Please rewrite the passage about praying for loved ones between "So I write my" and "grace the pages.", inclusive, substituting "notebook" for "prayer journal".

*** Text section

So I write my beautiful daughters’ names in my prayer journal. And the names of my dear sons-in-law. And my precious grandchildren’s names. I write them over and over and over, asking God to work His love and salvation and ways into their very beings. To speak to them, to draw them to His book so they can see Jesus, to nudge them to lift their heads and be awed by all He has done. I ask the Lord to be real to them, to be their delight and refuge. I ask Him to give them wholeness and joy in Christ. I ask for the same for myself. And I’ve asked that for you. The names of my friends and political leaders and neighbors and online friends and their loves, all grace the pages.
Why would I live, why would I be conceived and grow in my mother’s womb, why would my life have been saved from death many years ago, why would I reach an old age now, if not to love and pray for these I would give my life for?
Their interests interest me. Their sorrows pierce me. Their happiness makes me happy. When they are wounded, I almost die. I love their voices, their company, their eyes, their laughter, their very beings.

******
*** Given information

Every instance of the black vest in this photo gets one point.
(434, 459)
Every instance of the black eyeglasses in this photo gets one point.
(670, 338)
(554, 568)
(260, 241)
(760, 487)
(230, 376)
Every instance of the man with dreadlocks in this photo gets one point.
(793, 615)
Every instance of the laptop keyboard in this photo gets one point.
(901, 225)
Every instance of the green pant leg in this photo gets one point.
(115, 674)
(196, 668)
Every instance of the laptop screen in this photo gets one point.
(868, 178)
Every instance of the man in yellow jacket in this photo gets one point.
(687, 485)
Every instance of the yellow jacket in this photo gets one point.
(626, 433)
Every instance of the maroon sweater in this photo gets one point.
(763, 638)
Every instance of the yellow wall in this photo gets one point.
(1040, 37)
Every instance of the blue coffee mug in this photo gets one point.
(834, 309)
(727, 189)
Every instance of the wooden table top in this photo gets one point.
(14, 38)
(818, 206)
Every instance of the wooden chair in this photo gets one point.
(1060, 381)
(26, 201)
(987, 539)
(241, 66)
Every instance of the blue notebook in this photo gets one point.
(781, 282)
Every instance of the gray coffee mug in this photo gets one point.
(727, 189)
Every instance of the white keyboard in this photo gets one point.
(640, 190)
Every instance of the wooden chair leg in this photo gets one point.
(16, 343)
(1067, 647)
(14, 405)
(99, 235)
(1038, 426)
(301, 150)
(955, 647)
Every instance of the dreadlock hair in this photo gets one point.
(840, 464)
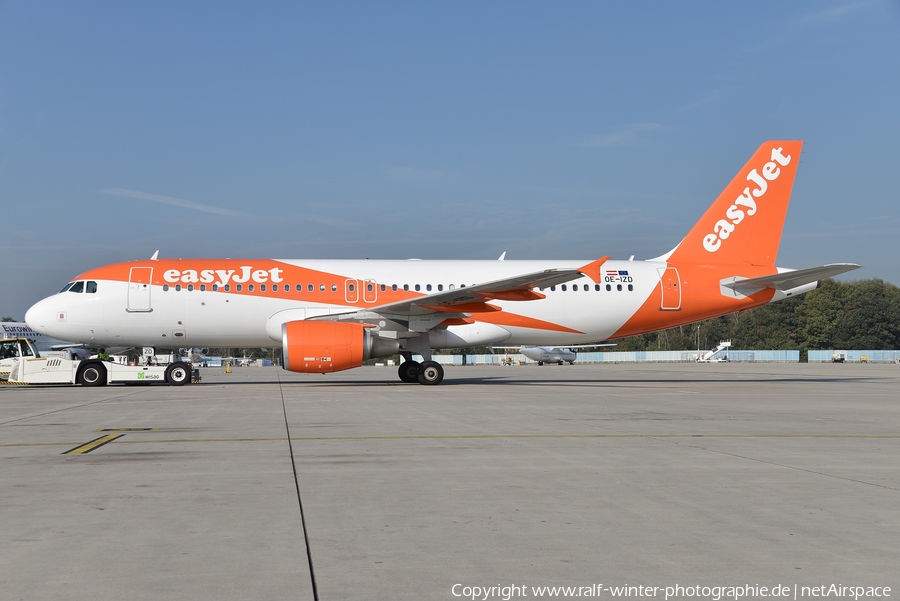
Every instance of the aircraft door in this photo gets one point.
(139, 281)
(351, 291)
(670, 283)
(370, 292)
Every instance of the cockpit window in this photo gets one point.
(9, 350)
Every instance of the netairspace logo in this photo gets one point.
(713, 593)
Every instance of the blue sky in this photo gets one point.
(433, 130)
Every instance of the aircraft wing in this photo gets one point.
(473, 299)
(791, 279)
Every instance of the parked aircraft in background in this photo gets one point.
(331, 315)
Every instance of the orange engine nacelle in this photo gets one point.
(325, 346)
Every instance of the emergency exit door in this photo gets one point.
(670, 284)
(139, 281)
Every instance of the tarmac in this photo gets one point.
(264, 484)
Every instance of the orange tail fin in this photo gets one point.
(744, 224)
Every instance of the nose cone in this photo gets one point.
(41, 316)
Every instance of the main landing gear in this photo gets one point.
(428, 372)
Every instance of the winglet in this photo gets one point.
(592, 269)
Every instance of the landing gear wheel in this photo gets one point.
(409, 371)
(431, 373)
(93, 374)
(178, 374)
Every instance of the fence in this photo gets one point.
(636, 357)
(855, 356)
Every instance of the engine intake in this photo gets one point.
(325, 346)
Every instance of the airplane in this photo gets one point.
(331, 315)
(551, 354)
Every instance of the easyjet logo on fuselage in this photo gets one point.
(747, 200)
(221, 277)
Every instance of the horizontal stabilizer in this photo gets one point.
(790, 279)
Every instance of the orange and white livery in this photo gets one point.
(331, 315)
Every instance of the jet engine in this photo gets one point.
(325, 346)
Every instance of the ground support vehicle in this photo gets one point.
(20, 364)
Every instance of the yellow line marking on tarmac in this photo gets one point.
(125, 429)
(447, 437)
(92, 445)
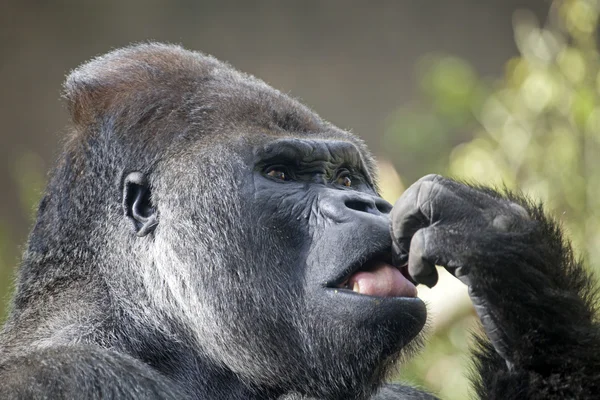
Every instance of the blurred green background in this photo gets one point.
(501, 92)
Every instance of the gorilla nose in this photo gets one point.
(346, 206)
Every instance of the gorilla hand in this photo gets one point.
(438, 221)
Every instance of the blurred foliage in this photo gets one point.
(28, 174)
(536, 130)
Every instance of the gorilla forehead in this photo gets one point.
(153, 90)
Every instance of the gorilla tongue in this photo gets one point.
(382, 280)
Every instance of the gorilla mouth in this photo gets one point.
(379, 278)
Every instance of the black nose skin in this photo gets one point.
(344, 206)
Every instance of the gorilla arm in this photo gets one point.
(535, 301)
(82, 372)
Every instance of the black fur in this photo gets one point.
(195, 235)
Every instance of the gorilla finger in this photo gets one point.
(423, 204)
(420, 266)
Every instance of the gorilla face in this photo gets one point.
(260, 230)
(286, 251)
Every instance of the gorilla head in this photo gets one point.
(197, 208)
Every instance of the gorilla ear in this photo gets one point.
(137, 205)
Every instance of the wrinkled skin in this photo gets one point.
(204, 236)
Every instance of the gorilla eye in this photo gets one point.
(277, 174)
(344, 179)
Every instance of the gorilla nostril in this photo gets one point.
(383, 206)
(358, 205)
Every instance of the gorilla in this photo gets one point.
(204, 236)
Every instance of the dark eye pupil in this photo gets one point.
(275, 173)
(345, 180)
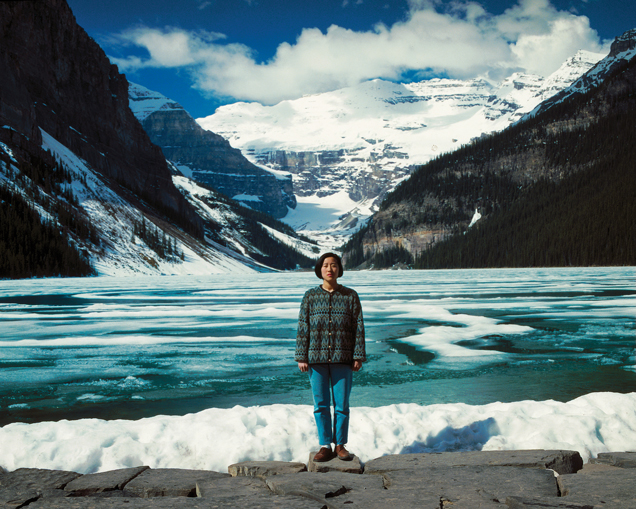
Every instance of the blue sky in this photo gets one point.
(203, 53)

******
*** Given information

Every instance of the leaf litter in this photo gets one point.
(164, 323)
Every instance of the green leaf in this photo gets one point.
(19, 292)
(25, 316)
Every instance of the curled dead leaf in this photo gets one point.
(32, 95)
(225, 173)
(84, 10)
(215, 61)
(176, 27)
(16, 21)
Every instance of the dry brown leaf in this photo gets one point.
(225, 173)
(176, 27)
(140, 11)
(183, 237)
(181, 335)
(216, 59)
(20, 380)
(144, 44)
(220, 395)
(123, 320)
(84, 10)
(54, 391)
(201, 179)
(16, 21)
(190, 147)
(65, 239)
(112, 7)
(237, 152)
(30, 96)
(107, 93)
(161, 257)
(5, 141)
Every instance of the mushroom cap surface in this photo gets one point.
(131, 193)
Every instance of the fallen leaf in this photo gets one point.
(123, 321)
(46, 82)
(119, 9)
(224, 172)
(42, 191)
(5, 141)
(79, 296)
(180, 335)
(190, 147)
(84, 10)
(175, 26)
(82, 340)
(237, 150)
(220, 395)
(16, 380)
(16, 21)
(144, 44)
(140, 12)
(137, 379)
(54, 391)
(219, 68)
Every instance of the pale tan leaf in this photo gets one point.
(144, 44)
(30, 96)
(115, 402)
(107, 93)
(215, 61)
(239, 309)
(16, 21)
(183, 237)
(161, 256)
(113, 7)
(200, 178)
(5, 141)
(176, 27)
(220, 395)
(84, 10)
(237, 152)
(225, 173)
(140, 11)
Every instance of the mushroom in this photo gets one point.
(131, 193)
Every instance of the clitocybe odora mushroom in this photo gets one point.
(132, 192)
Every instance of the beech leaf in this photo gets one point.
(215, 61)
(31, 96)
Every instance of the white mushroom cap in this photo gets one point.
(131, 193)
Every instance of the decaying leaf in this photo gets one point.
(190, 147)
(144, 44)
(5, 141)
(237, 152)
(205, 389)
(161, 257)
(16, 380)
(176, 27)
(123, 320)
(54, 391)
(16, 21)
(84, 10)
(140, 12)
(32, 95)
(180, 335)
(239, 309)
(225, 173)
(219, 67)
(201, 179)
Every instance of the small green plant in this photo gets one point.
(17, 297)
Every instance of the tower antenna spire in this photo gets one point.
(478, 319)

******

◆ **Result of this exercise**
So I write my beautiful daughters’ names in my notebook. And the names of my dear sons-in-law. And my precious grandchildren’s names. I write them over and over and over, asking God to work His love and salvation and ways into their very beings. To speak to them, to draw them to His book so they can see Jesus, to nudge them to lift their heads and be awed by all He has done. I ask the Lord to be real to them, to be their delight and refuge. I ask Him to give them wholeness and joy in Christ. I ask for the same for myself. And I’ve asked that for you. The names of my friends and political leaders and neighbors and online friends and their loves, all grace the pages.